■ MATERIAL SUPPLIED
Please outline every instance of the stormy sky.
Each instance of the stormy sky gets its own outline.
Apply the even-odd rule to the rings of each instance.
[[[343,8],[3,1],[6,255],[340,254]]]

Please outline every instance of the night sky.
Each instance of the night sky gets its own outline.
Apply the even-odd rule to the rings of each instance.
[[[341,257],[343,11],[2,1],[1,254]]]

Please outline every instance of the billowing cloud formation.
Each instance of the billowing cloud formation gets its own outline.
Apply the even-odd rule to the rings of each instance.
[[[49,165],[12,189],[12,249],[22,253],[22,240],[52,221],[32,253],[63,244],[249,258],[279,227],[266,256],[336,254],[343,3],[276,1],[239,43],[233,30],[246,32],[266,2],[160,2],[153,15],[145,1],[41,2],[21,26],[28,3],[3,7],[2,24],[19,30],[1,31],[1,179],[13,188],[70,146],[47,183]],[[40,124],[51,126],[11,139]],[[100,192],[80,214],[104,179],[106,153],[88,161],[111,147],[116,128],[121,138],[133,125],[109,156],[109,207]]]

■ DO THIS
Can you reproduce every line of the data above verbatim, from the first line through the last?

■ FINAL ANSWER
Please outline every instance of the stormy sky.
Each instance of the stormy sky gets its own outline.
Apply the even-odd rule to the rings of each instance.
[[[343,8],[3,1],[6,255],[340,254]]]

Please outline every instance of the night sky.
Each instance of the night sky gets its own outline.
Apply the even-odd rule to the rings of each instance.
[[[341,257],[343,11],[2,1],[1,254]]]

Please outline every instance of the billowing cloud formation.
Each instance of the billowing cloud formation gets its own outline.
Apply the even-odd rule to the rings of each instance.
[[[49,165],[12,189],[12,249],[22,253],[22,240],[52,221],[32,253],[63,244],[249,258],[279,227],[266,256],[336,254],[343,3],[276,1],[239,43],[233,30],[246,32],[266,2],[160,2],[153,15],[145,1],[41,2],[21,26],[28,3],[3,7],[2,24],[19,30],[1,31],[1,179],[13,188],[70,146],[47,183]],[[40,124],[51,126],[11,139]],[[100,192],[80,214],[104,179],[106,153],[88,161],[111,147],[116,128],[121,138],[133,125],[109,156],[109,207]]]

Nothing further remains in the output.